EXERCISE GOAL:
Your answer must match the data word for word.

Referring expression pointing data:
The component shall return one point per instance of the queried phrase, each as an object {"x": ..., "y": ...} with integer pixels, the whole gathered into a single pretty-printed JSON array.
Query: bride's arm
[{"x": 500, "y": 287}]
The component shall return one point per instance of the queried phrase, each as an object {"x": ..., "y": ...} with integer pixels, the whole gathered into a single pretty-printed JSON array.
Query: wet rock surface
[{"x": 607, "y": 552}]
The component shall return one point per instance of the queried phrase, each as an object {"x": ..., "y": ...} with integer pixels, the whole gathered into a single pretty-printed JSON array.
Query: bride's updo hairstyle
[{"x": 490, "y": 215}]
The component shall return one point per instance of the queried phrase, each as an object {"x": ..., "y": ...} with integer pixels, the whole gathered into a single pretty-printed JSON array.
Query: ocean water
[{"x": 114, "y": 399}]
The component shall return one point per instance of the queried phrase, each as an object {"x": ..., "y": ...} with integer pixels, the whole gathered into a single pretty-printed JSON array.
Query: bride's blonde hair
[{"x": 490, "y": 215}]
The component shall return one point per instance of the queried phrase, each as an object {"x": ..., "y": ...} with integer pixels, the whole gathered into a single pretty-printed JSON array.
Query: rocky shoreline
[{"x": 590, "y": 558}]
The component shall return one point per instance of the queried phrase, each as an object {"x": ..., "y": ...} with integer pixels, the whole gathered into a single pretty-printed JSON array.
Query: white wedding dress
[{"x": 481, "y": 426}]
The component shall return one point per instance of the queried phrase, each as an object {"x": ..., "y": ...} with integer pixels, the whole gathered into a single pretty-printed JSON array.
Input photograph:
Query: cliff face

TASK OUTPUT:
The component shall return one point per instance of the queried phrase, each as an object {"x": ..., "y": ...} with integer pixels, the whole gathered into a single pretty-printed JSON array.
Query: bride's arm
[{"x": 500, "y": 287}]
The component shall return one point per instance of the queried phrase, each as an object {"x": ..., "y": ...} with integer pixels, the whole gathered into a single pretty-printed JSON array.
Query: wet rock surface
[{"x": 607, "y": 552}]
The component shall return one point per instance of the queried phrase, each as an object {"x": ..., "y": ...} with integer pixels, the whole gathered into a single pretty-printed JSON array.
Query: bride's updo hairstyle
[{"x": 490, "y": 215}]
The component shall return one point per instance of the queried phrase, each as an object {"x": ..., "y": ...} with integer pixels, the whole gathered into a single pretty-printed JSON array.
Query: ocean water
[{"x": 114, "y": 399}]
The component shall return one point per instance of the queried phrase, each as an object {"x": ..., "y": ...} with integer pixels, the whole gathered into a single pretty-printed JSON array.
Query: bride's blonde hair
[{"x": 490, "y": 215}]
The component shall return one point per instance of the queried phrase, each as an object {"x": ..., "y": ...} with integer pixels, the whole gathered into a single pretty-printed JSON array.
Query: rocky shoreline
[{"x": 590, "y": 558}]
The component shall return one point per instance of the queried phrase, each as an object {"x": ..., "y": ...} with integer pixels, the whole gathered into a single pretty-printed JSON array.
Query: white wedding dress
[{"x": 481, "y": 426}]
The component shall return one point per instance of the queried phrase, each as an object {"x": ..., "y": ...} with integer pixels, the whole gathered into a single pretty-printed JSON array.
Input photograph:
Query: cliff face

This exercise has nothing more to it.